PASSAGE PROVIDED:
=-=-=

Gameschooling with Very Young Gifted Children

Madison and I love to play board games.  When I discovered the concept of Gameschooling a while back, I knew it would fit into our homeschool really well.  

If you haven't heard of the concept of "gameschooling" yet, it is basically providing learning opportunities through game-play versus lectures or workbooks.  It's a great low-pressure, hands on, interactive way to learn a wide variety of concepts.  It works particularly well with kids who may have a bit of a perfectionist mindset to ease them into trying something new.  

Below is a variety of games we are currently playing.  A few are missing like My First Bananagrams and I see 20! but this is most of what we currently have that is appropriate for right now.

Games we are currently playing.  Top left down, then up from bottom right: Chutes and Ladders, Candy Land, My First Carcassonne, Race to the Treasure, eeBoo Puzzle Pairs Rhyming Words, Rivers Roads & Rails, Caring Cats Kindness Around Town, Busytown Eye Found it!, Clue Junior, Guess Who?, Engineering Ants, Robot Turtles, Outfoxed!, Cat Crimes, Picnic Party, Leaping Frog Math, and Clumsy Thief Junior.
Games we are currently playing.  Top left down, then up from bottom right: Chutes and Ladders, Candy Land, My First Carcassonne, Race to the Treasure, eeBoo Puzzle Pairs Rhyming Words, Rivers Roads & Rails, Caring Cats Kindness Around Town, Busytown Eye Found it!, Clue Junior, Guess Who?, Engineering Ants, Robot Turtles, Outfoxed!, Cat Crimes, Picnic Party, Leaping Frog Math, and Clumsy Thief Junior.  Longest caption ever?

Some of these games mostly target turn taking, cooperation, self-regulation skills and are generally just fun and simple games (Candy Land and Busytown, I'm looking at you).  Others target more specific skills like problem solving, coding, logic, strategy, cooperative, or critical thinking.  A few here target math skills like comparing quantities (Picnic Party), adding and subtracting (Leaping Frog Math), or numbers that add to 10 (Clumsy Thief Junior).


Outfoxed! Board game by Gamewright
Outfoxed! game by Gamewright

So, how do we make these work with a 3 year old, who wants to be intellectually challenged beyond twice her age...but still has the social, emotional, attention span (generally) and self regulation skills of a 3 year old?  Here are a few tips that have helped me:

1.  Choose games with a preferred interest involved. 

M is very into cats as a special interest.  I know that any game involving a cat is going to be a winner.  One of her strengths is problem solving and logic.  Cat Crimes says ages 8+ on the box.  Totally wasn't a problem for her to play, you know, minus the reading and all that.  Had it of been Bird Crimes...it would probably be a different story.  So, play to their interests!


Cat Crimes Logic Board Game by Thinkfun
Cat Crimes logic game by thinkfun

2.  Adapt the game!  

Who says you HAVE to follow the rules per the little piece of paper that came in the box?  You are allowed to change the rules to work for you!  Just make sure the changes you make are sensible and the game can still be played.  Some easy suggestions to dip your toes into the "not playing by the rules" game-play:
  • Use different dice.  Some of our math games add numbers further than we've really worked on.  Two 9 sided dice are rolled in one of our games, but we had really only done addition up to about 10.  With different dice, we can keep the numbers smaller.

=-=-=

Recorded data
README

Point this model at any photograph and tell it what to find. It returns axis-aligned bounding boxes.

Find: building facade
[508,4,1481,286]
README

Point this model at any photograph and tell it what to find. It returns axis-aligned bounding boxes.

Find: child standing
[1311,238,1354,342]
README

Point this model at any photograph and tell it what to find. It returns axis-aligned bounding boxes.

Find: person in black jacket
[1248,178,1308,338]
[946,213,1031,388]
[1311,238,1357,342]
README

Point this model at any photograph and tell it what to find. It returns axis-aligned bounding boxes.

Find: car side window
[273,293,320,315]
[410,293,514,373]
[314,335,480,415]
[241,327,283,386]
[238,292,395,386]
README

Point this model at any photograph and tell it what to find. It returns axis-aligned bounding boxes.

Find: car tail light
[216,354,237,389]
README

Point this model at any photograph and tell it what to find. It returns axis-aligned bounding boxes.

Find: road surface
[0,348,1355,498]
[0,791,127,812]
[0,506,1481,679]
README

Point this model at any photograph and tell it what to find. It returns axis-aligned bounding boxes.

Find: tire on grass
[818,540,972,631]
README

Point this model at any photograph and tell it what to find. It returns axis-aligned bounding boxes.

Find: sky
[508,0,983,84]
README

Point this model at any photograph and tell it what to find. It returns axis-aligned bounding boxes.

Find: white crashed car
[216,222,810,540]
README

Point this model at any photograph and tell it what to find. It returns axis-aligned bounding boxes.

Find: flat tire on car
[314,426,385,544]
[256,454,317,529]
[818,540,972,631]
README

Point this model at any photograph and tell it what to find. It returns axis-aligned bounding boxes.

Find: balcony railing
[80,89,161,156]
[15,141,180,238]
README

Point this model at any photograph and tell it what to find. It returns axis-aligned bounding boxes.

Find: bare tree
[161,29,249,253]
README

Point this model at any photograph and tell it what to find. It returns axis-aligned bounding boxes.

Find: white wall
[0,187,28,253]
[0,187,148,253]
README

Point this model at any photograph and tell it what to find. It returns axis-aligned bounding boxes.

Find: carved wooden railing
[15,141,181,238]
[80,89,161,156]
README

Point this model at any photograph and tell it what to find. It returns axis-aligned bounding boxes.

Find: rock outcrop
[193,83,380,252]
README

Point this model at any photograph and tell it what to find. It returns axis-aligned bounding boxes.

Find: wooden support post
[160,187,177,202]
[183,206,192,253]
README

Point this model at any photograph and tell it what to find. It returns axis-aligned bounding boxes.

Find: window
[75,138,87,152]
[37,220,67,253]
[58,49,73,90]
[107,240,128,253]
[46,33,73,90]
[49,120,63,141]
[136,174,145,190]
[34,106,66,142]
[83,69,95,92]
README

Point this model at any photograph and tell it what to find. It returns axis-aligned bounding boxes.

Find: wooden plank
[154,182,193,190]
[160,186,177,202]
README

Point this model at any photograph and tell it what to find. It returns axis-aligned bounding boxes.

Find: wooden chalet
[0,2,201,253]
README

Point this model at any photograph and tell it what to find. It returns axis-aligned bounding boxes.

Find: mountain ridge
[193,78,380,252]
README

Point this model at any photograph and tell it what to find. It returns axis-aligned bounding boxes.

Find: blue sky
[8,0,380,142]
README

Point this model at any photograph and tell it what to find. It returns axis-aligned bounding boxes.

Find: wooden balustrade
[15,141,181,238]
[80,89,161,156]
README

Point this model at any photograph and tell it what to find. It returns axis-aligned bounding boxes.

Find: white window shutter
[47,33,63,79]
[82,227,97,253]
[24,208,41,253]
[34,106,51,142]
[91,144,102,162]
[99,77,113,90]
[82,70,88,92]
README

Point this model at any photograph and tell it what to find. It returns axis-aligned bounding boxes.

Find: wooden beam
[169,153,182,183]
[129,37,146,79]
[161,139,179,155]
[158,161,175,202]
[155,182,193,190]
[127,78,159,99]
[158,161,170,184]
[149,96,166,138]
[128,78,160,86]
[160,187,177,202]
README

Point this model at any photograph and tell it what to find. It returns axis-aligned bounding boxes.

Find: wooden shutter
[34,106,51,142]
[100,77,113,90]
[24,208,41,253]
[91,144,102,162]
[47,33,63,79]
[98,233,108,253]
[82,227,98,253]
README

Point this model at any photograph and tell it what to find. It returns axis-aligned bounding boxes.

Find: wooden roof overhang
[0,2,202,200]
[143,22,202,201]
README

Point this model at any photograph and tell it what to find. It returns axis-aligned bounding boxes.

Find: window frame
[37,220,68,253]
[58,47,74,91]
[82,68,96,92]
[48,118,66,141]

=-=-=

GOALS:
[A] Answer these about the gameschooling post, one per line:
(i) What age range does the Cat Crimes box list?
(ii) Which game is named for practicing numbers that add to 10?
(iii) What special interest does M have?
[B] Please extract the rows of recorded data from the first one through the line that contains "[216,222,810,540]".
The gameschooling post and the rows of recorded data have nothing to do with each other.

WORKED ANSWERS:
[A]
(i) Ages 8+
(ii) Clumsy Thief Junior
(iii) Cats

[B]
README

Point this model at any photograph and tell it what to find. It returns axis-aligned bounding boxes.

Find: building facade
[508,4,1481,286]
README

Point this model at any photograph and tell it what to find. It returns axis-aligned bounding boxes.

Find: child standing
[1311,238,1354,342]
README

Point this model at any photograph and tell it what to find. It returns axis-aligned bounding boxes.

Find: person in black jacket
[1248,178,1308,338]
[946,213,1031,388]
[1311,238,1357,342]
README

Point this model at any photograph and tell it what to find. It returns axis-aligned bounding boxes.

Find: car side window
[273,293,320,315]
[410,293,514,373]
[314,335,480,415]
[241,327,283,386]
[238,292,395,386]
README

Point this model at any photograph and tell it what to find. It returns axis-aligned bounding boxes.

Find: car tail light
[216,354,237,389]
README

Point this model at any photograph and tell it what to find. It returns axis-aligned bounding boxes.

Find: road surface
[0,348,1355,498]
[0,791,127,812]
[0,506,1481,679]
README

Point this model at any photograph and tell it what to find. It returns axis-aligned bounding boxes.

Find: tire on grass
[818,540,972,631]
README

Point this model at any photograph and tell it what to find. It returns axis-aligned bounding boxes.

Find: sky
[508,0,983,84]
README

Point this model at any photograph and tell it what to find. It returns axis-aligned bounding boxes.

Find: white crashed car
[216,222,810,540]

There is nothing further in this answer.